## Your tasks
#1 Decide whether each statement agrees with the article on loneliness with a narcissist, given below. Answer yes or no for each and quote the words from the article that decide it.
(a) The article treats being lonely and being alone as the same thing.
(b) The article says narcissists find your dreams boring.
(c) The article promises twelve ways you are lonelier with a narcissist.
#2 According to the article on loneliness with a narcissist, given below, which version of you do narcissists love?
#3 Carry the article on loneliness with a narcissist, given below, forward from its last sentence.

[begin Excerpt to read]

It’s an issue that so many people tackle. Loneliness versus being alone. Y
ou might wonder what the difference is. Surely both include feeling as though the world isn’t giving you anybody you can rely on, and you’re knocked to your knees in sadness.
But let’s clear that up today, because being lonely and being alone are two different things, and I want to prove it with these 9 ways you are lonelier with a narcissist than being alone.
There is a happy ending for you out there.

#1 They don’t want to get to know the real you
Narcissists love the version of you that serves them. This is the kind of version that they write for you, rather than the version you authentically show up as.

Imagine you, but much smaller and limited. That’s what the narcissist loves; not the big, bold and brave version you’ve got underneath all that fear (trust me, it really exists!)
You can become lonely in this altered version of you because it doesn’t align with who you really are.
Your dreams bore them, your struggles frustrate and annoy them, and your fears make them uncomfortable.
You start to hide yourself and isolate who you really are, and that’s a really lonely place to live.
They don’t want to get to know the real you. Instead, they thrive on the version they create themselves, and that’s enough to make anybody on the receiving end feel very lonely.

[end Excerpt to read]
[begin Information shown]

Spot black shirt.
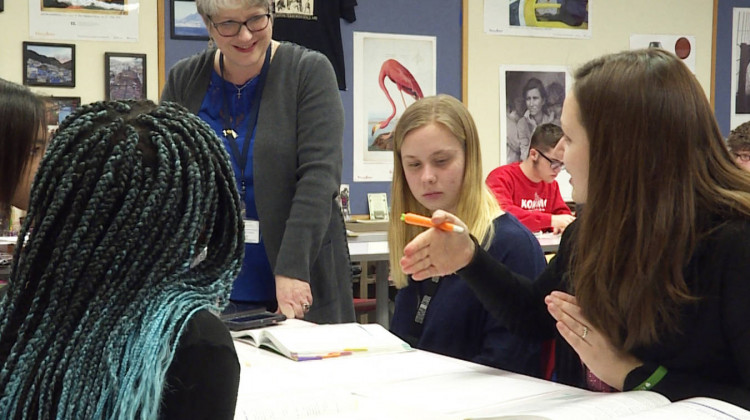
[159,310,240,420]
[273,0,357,90]
[458,219,750,409]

[end Information shown]

## Answer list
#1
(a) No: "being lonely and being alone are two different things"
(b) Yes: "Your dreams bore them"
(c) No: "these 9 ways you are lonelier with a narcissist than being alone"

#2 They love the version of you that serves them.

#3
#2 They don’t listen to you when you talk

It can be very lonely to speak and never feel like you’re being heard. You use your voice to try and pass on thoughts, opinions, or even mere expressions.
They amount to nothing when met at the ears of your abuser, who doesn’t want to hear any of it.
You spend time opening up. All the narcissist does is wait for their turn. You explain your reasons, but all they do is interrupt. You open up and explain how you feel, but the narcissist zones out uninterested.
Conversations inevitably feel one-sided, and that’s because they are.
Soon enough, you just stop talking. You stop sharing what matters, and it isn’t because you don’t have anything to say, it’s because you know nobody else is listening.
This is a special kind of loneliness, but that specialness isn’t positive or good.
You can sit right next to somebody and still feel invisible. Being alone like this can feel deafeningly silent, but being ignored feels even louder.
#3 They aren’t affectionate

You learn to swallow you affection when you receive none in return. You keep trying, but in that trying, you are constantly rejected in small yet painful ways.
Every kiss feels rushed, and every hug feels forced. To get warmth from the narcissist feels like a conditional power play, and so you start to crave the very thing fundamentally missing from your relationship.
Nobody in a loving relationship should be craving affection, it shouldn’t simply exist in ways that suit both parties involved.
If not, you are living an empty life that will never be fulfilled while you’re with the narcissist.
There is nothing luxurious about wanting affection, and without it, you can feel even more lonely than if you were actually alone.
#4 Your crying out needs go unnoticed

As you cry, you want to be able to reach out and connect with the narcissist, but the loneliness can derive from the narcissist missing all your hints.
You ask them for time, they ignore it. You beg them to listen, but they dismiss your needs.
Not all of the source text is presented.